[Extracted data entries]
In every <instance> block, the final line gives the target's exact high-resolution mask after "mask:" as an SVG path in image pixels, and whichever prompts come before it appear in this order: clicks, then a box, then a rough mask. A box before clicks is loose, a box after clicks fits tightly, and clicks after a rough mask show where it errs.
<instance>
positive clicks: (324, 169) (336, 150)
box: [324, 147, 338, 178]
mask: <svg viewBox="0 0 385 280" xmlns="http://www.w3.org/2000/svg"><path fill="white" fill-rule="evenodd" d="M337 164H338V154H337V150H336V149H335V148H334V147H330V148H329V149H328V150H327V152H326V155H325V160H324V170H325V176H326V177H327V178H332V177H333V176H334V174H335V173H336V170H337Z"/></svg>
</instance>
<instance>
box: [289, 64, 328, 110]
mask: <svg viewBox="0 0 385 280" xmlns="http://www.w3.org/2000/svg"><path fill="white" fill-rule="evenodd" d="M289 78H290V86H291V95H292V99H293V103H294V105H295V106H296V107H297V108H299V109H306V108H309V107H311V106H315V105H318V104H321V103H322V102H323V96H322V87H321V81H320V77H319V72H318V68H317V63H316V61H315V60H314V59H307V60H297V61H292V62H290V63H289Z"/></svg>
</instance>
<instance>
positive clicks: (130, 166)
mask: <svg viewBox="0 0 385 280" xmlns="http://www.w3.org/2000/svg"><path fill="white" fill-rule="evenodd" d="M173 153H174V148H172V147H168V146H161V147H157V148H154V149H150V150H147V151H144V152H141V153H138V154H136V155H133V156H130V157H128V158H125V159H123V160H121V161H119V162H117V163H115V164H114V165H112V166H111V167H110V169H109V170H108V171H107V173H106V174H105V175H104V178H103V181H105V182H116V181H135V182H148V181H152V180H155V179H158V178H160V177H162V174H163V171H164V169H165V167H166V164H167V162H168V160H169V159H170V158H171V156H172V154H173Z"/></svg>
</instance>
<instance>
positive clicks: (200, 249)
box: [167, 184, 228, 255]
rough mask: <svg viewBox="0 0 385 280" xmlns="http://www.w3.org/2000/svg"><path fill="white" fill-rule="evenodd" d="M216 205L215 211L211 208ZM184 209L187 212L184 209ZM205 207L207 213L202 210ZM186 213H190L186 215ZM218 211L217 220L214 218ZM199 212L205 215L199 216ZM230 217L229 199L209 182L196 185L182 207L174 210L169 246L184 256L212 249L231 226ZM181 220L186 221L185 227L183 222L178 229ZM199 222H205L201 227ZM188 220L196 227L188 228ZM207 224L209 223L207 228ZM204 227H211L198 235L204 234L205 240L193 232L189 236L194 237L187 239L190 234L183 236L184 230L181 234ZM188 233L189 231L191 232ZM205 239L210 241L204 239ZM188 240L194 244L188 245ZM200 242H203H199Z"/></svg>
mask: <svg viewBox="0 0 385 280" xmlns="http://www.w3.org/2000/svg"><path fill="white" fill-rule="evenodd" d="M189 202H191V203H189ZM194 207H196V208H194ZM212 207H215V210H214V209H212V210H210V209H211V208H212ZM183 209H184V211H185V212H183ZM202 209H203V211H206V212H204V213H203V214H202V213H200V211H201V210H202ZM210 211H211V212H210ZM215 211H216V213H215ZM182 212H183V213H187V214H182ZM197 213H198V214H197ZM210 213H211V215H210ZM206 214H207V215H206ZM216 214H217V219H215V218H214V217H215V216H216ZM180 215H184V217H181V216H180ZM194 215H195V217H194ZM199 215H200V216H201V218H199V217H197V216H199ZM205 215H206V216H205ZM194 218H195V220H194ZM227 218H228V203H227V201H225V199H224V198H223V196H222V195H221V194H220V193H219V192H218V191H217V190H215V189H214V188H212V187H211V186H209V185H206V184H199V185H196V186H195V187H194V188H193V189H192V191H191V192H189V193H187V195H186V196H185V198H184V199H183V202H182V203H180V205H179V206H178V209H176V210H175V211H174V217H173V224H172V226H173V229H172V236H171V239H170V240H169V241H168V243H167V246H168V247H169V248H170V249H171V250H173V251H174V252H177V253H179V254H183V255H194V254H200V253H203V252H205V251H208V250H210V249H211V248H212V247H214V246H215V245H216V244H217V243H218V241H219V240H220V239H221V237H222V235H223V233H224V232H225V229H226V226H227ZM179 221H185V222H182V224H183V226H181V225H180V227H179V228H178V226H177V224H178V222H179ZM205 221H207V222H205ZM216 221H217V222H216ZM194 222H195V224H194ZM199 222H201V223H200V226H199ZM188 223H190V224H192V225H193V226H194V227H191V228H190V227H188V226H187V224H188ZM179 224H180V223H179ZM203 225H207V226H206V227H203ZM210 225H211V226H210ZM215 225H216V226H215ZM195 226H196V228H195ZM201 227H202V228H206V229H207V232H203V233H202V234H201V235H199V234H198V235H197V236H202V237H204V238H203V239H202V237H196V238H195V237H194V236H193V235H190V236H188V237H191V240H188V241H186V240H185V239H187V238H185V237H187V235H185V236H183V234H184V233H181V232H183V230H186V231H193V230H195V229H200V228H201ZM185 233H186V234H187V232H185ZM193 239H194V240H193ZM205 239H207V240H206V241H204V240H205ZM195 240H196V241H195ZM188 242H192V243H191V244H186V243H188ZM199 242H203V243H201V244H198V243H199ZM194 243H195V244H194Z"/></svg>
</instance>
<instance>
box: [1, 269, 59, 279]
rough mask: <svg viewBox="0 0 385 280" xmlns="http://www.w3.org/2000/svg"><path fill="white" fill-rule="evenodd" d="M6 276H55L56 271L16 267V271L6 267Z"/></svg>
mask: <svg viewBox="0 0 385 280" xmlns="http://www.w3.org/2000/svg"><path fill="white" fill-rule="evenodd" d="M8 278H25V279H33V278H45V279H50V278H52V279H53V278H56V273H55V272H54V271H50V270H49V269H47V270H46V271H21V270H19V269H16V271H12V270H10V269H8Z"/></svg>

* _DIRECTIONS_: Could you write out all the records exactly, please?

* _COMPLETED EXERCISE_:
In every <instance> block, the final line gives the target's exact high-resolution mask after "mask:" as an SVG path in image pixels, and whichever prompts come before it appear in this order: clicks, then a box, then a rough mask. A box before clicks is loose, a box after clicks fits tightly, and clicks after a rough mask show where it errs.
<instance>
positive clicks: (324, 169) (336, 150)
box: [324, 147, 338, 178]
mask: <svg viewBox="0 0 385 280" xmlns="http://www.w3.org/2000/svg"><path fill="white" fill-rule="evenodd" d="M337 164H338V154H337V150H336V149H335V148H334V147H330V148H329V149H328V150H327V152H326V155H325V160H324V170H325V176H326V177H327V178H332V177H333V176H334V174H335V173H336V170H337Z"/></svg>
</instance>
<instance>
box: [289, 64, 328, 110]
mask: <svg viewBox="0 0 385 280" xmlns="http://www.w3.org/2000/svg"><path fill="white" fill-rule="evenodd" d="M289 78H290V86H291V95H292V99H293V103H294V105H295V106H296V107H297V108H299V109H306V108H309V107H311V106H315V105H318V104H321V103H322V102H323V96H322V87H321V81H320V77H319V72H318V68H317V63H316V61H315V60H314V59H307V60H297V61H292V62H290V63H289Z"/></svg>
</instance>
<instance>
positive clicks: (130, 166)
mask: <svg viewBox="0 0 385 280" xmlns="http://www.w3.org/2000/svg"><path fill="white" fill-rule="evenodd" d="M173 153H174V148H172V147H168V146H161V147H157V148H154V149H150V150H147V151H144V152H141V153H138V154H136V155H133V156H130V157H128V158H125V159H123V160H121V161H119V162H117V163H115V164H114V165H112V166H111V167H110V169H109V170H108V171H107V173H106V174H105V175H104V178H103V181H105V182H116V181H135V182H148V181H152V180H155V179H158V178H160V177H162V174H163V171H164V169H165V167H166V164H167V162H168V160H169V159H170V158H171V156H172V154H173Z"/></svg>
</instance>
<instance>
positive clicks: (200, 249)
box: [167, 184, 228, 255]
rough mask: <svg viewBox="0 0 385 280" xmlns="http://www.w3.org/2000/svg"><path fill="white" fill-rule="evenodd" d="M216 205L215 211L211 208ZM184 209L187 212L184 209ZM205 207L207 213L202 210ZM186 213H190L186 215ZM218 211L217 220L214 218ZM199 212L205 215L199 216ZM230 217L229 199L209 182L196 185L182 207L174 210L169 246L184 256L212 249L231 226ZM181 220L186 221L185 227L183 222L178 229ZM199 222H205L201 227ZM188 220L196 227L188 228ZM207 224L209 223L207 228ZM204 227H211L198 235L204 234L205 240L193 232L189 236L194 237L187 239L190 234L183 236L184 230L181 234ZM188 233L189 231L191 232ZM205 239L210 241L204 239ZM188 240L194 244L188 245ZM200 242H203H199Z"/></svg>
mask: <svg viewBox="0 0 385 280" xmlns="http://www.w3.org/2000/svg"><path fill="white" fill-rule="evenodd" d="M189 202H191V203H189ZM194 207H196V208H194ZM212 207H215V210H214V209H212V210H210V209H211V208H212ZM183 209H184V211H185V212H183ZM202 209H203V211H206V212H204V213H203V214H202V213H200V211H201V210H202ZM210 211H211V212H210ZM215 211H216V213H215ZM182 212H183V213H187V214H182ZM197 213H198V214H197ZM210 213H211V215H210ZM206 214H207V215H206ZM216 214H217V219H215V218H214V217H215V216H216ZM180 215H184V217H181V216H180ZM194 215H195V217H194ZM199 215H200V216H201V218H199V217H197V216H199ZM205 215H206V216H205ZM194 218H195V220H194ZM227 218H228V203H227V201H225V199H224V198H223V196H222V195H221V194H220V193H219V192H218V191H217V190H215V189H214V188H212V187H211V186H209V185H206V184H199V185H196V186H195V187H194V188H193V189H192V191H191V192H189V193H187V195H186V196H185V198H184V199H183V202H182V203H180V205H179V206H178V209H176V210H175V211H174V217H173V224H172V226H173V229H172V236H171V239H170V240H169V241H168V243H167V246H168V247H169V248H170V249H171V250H173V251H174V252H177V253H179V254H183V255H194V254H200V253H203V252H205V251H208V250H210V249H211V248H212V247H214V246H215V245H216V244H217V243H218V241H219V240H220V239H221V237H222V235H223V233H224V232H225V229H226V226H227ZM179 221H185V222H182V224H183V226H181V225H180V227H179V228H178V226H177V224H178V222H179ZM205 221H207V222H205ZM216 221H217V222H216ZM194 222H195V224H194ZM199 222H201V223H200V226H199ZM188 223H190V224H192V225H193V226H194V227H191V228H190V227H188V226H187V224H188ZM179 224H180V223H179ZM203 225H207V226H206V227H203ZM210 225H211V226H210ZM215 225H216V226H215ZM195 226H196V228H195ZM201 227H202V228H206V229H207V232H203V233H202V234H201V235H199V234H198V235H197V236H202V237H204V238H203V239H202V237H196V238H195V237H194V236H193V235H190V236H188V237H191V240H188V241H186V240H185V239H187V238H185V237H187V235H185V236H183V234H184V233H181V232H183V230H186V231H193V230H195V229H200V228H201ZM185 233H186V234H187V232H185ZM193 239H194V240H193ZM205 239H207V240H206V241H204V240H205ZM195 240H196V241H195ZM188 242H192V243H191V244H186V243H188ZM199 242H203V243H201V244H198V243H199ZM194 243H195V244H194Z"/></svg>
</instance>
<instance>
box: [1, 269, 59, 279]
rough mask: <svg viewBox="0 0 385 280" xmlns="http://www.w3.org/2000/svg"><path fill="white" fill-rule="evenodd" d="M6 276H55L56 271L16 267V271L6 267Z"/></svg>
mask: <svg viewBox="0 0 385 280" xmlns="http://www.w3.org/2000/svg"><path fill="white" fill-rule="evenodd" d="M8 278H25V279H33V278H45V279H50V278H52V279H53V278H56V273H55V272H54V271H50V270H49V269H47V270H46V271H21V270H19V269H16V271H12V270H10V269H8Z"/></svg>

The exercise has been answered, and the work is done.